[Task prompt]
Continue the piece on Vermont's death with dignity bill, picking up after its last sentence.

[Selected text]
____

Proponents of the principle emphasize that people have “the right to die,” and that the process can save patients from tremendous amounts of pain and suffering. These people also claim that reasonable laws can be constructed to safeguard human life and ensure that death with dignity would only occur in appropriate cases.
The DDNC rigidly defines the demographic of patients who are eligible for death with dignity.
“We advocate for … physician-assisted death,” said the DDNC in an official release. “Terminally-ill patients who are mentally competent to make their own medical care decisions may request a prescription of medication to hasten their deaths.”
Critics of the process of “assisted suicide” claim that the process would put undue pressure on terminally ill patients and their families to pull the plug, and that the process would allow for unnecessary deaths and other abuses. Critics also stress the fact that doctors will have too much power.
The state of Oregon became the first to explicitly sanction physician-assisted suicide with the passage of the Death with Dignity Act in 1994. Since that time, referendums have occurred in numerous states, but only the state of Washington — which passed a Death with Dignity Act in 2008 — has achieved legal success.
As Vermont draws one step closer to joining the ranks of Oregon and Washington with the passage of the legislation last week, it is important to critically examine the language of the legislation as a way to understand the two sides of the debate.
When introduced last Tuesday, the bill considered by the Vermont Senate was a comprehensive program for end-of-life care in Vermont — one that allowed for the prescription of life-ending drugs to terminally-ill patients with less than six months to live.
The bill passed on Tuesday in its comprehensive form when four previously undecided Senate members chose to vote in favor of the bill to continue the discussion.

____

Natural-language object grounding data
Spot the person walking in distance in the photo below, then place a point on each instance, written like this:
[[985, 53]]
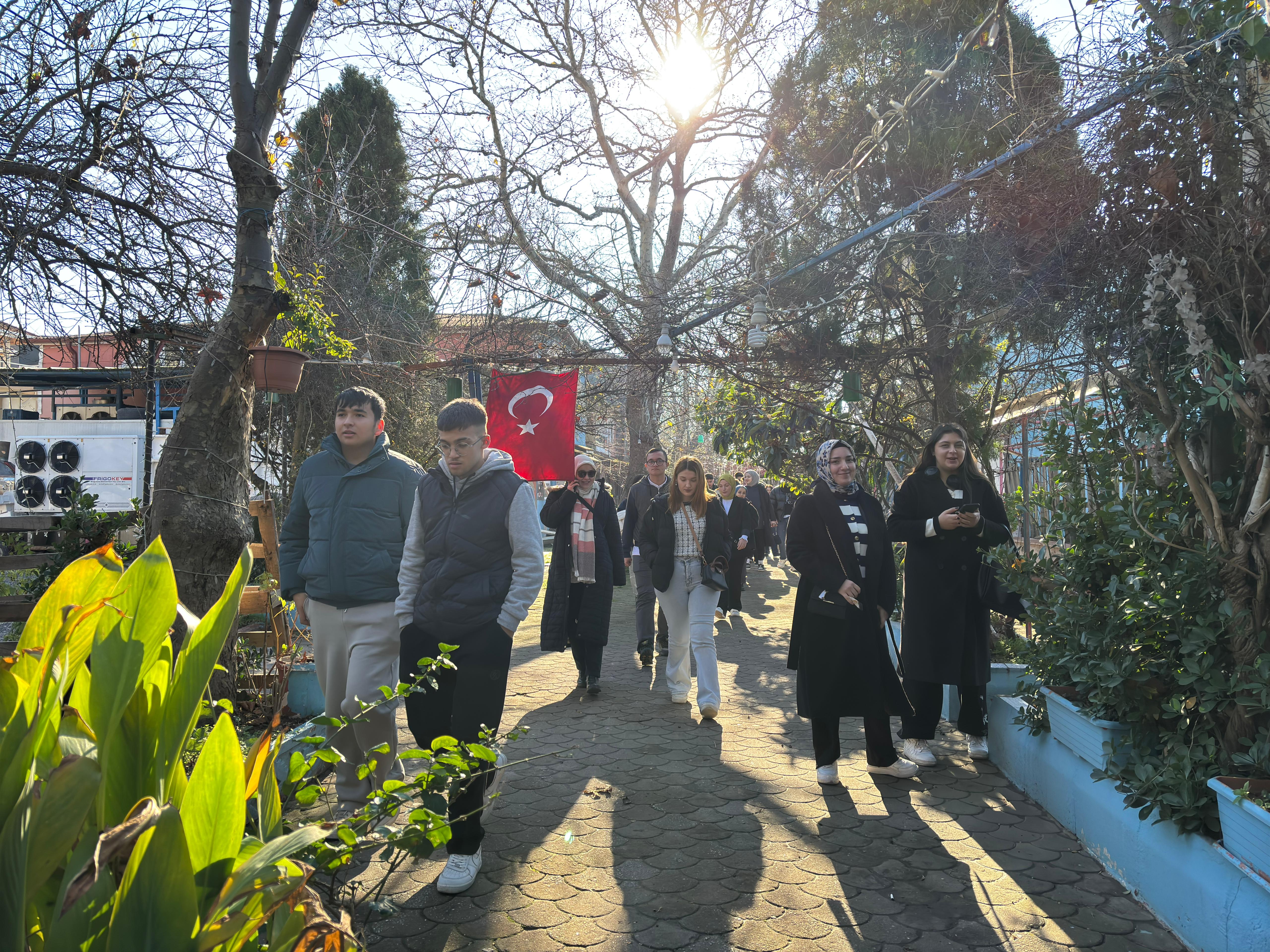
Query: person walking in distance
[[758, 496], [846, 591], [338, 557], [949, 513], [472, 569], [783, 507], [742, 525], [684, 531], [653, 484], [586, 564]]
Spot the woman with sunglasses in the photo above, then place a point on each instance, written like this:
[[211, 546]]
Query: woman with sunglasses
[[586, 564], [846, 592]]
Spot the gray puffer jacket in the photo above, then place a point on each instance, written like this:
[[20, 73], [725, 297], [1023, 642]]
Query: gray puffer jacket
[[343, 537]]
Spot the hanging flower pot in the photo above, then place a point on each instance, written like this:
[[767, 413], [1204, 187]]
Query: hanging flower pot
[[277, 370]]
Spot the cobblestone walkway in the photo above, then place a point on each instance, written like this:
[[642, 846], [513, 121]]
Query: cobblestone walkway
[[652, 829]]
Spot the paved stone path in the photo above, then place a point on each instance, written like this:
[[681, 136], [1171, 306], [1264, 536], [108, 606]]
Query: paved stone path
[[656, 831]]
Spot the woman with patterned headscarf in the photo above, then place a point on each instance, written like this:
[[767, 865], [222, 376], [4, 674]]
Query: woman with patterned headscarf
[[837, 542]]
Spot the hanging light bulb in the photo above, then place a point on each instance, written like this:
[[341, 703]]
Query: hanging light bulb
[[758, 337], [664, 343]]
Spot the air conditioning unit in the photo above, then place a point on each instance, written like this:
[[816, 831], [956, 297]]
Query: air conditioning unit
[[54, 461], [88, 412]]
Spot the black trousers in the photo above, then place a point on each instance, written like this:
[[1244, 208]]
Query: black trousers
[[587, 655], [463, 702], [731, 597], [928, 701], [879, 748]]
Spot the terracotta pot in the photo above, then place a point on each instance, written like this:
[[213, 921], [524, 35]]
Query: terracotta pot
[[277, 369]]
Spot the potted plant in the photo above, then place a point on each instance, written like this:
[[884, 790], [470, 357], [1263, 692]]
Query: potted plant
[[1244, 808], [276, 370], [1089, 738]]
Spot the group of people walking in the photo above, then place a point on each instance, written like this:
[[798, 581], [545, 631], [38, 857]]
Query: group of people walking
[[387, 563]]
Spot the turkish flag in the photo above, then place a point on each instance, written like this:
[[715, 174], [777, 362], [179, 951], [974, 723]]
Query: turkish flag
[[533, 417]]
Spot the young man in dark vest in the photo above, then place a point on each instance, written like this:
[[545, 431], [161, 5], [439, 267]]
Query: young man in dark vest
[[472, 568], [338, 557]]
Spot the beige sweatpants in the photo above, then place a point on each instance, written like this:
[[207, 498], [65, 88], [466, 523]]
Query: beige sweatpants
[[357, 651]]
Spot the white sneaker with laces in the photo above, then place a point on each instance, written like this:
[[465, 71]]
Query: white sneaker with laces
[[496, 784], [460, 873], [919, 752], [901, 769]]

____

[Result of the task]
On Wednesday, however, Sen. Peter Galbraith (D) and Sen. Bob Hartwell (D) halted the easy passage of the bill by proposing an amendment that radically altered the extensive bill. The amendment replaced the lengthy bill that would have allowed the prescription of life-ending drugs with a brief substitute bill that simply gives legal protection to doctors whose patients self-administer lethal doses of drugs.
When consideration of the bill resumed on Thursday, the rhetoric in support of both sides of the argument was impassioned. Senate members recommended a number of amendments, all of which were debated at great length.
Two final amendments emerged — one that was put forth by Sen. John Rodgers (D) and one that was advanced by Sen. Ann Cummings (D). Rodgers’s bill restored much of the original text of the bill, while Cummings’s greatly abbreviated it. Rodgers’s bill contains many safeguards designed to protect Vermonters from misuse of the death with dignity option, while Cummings’ shortened bill focused instead on limiting the scope of the bill.
After an intermission designed to safely lower heart rates, members of the Senate chose Cummings’s pared-down version of the bill and approved it to be sent through to the House.
While proponents of the initial bill were disappointed by the outcome because of the watered-down language of the final product, proponents of physician-assisted euthanasia see the passage of the bill through the Senate as a step in the right direction.
In an interview with Seven Days reporter Paul Heintz, Sen. Dick Sears (D) expressed his satisfaction with the proceedings of the Senate, if not with the outcome.
“I’d have rather seen the bill die,” said Spears. “But I think the system worked as it was designed. All sides were heard and, in the end, the bill passed.”
It is likely that the House will make sweeping changes to the legislation due to the haste with which the changes to the bill were made and the highly abbreviated nature of the product.
Many commentators expect that much of the original language and content of the bill will be restored, while others expect the House to maintain the sparse language and limited scope of the amended legislation. Either way, the House faces an important decision with numerous ramifications for end-of-life care for Vermonters.